- _CONSIGNA 1_:
Enumera todas las partes del cuerpo humano que se nombran en el fragmento sobre música.
- _CONSIGNA 2_:
Escribe la continuación del fragmento sobre música a partir de su última oración.

- _FRAGMENTO_:
Herederos del cine mudo, se pasean por un sonido ciego capaz de nublar la intención de cualquier juicio. La trampa es una calcamonía de tímpanos que habita en sonidos hechos de movimientos de norias: el telescopio de una olla que se aleja, lo compatible con la impresión posterior a un asesinato, todo acude a sus tritonos para devorar la calma. Las intros guardan la forma de un marcapasos de anocheceres y tienen una cocina acusmática de 9 lustros pegada a los dedos. después de gélidos fragmentos te sumergen en tan inusitados calipsos que te dan ganas de ponerle bañadores a las orejas. En sus cadencias pueden inyectar la resonancia a la pausa como una llamada perdida, resaca cítrica con viagra de ecos.

- _DATOS PROPORCIONADOS_:
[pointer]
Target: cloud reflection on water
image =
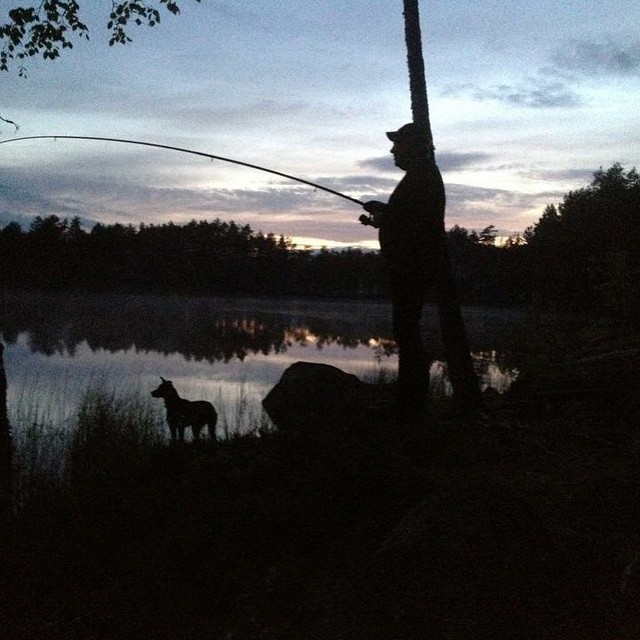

- _RESPUESTA ESPERADA 1_:
tímpanos, dedos, orejas

- _RESPUESTA ESPERADA 2_:
Sus componentes son tipos misteriosos que tienen por olla un algoritmo de puzzles y un carnet político de quirófanos. Algunos dicen que sus pijamas tienen forma de bata y otros que solo ponen la TV cuando van al trono. El bajista tiene por costumbre ponerle alas de insecto a sus líneas y dice dedicar el tema 5 a una cucaracha que arrancó de las garras de la muerte. Suele tomar aspirinas de silencios y parece ser que es capaz de deshabitar una nevera en segundos. Es un playa anotada dentro de una hipoteca, un juego de damas con jaque y un transformador musical de los documentales de Costeau. Entre sus aficiones destaca la de rasgear compulsivamente su bajo como un arpa, cual Cicerón, cuando ríen a su alrededor; también sabe de discursos cetáceos.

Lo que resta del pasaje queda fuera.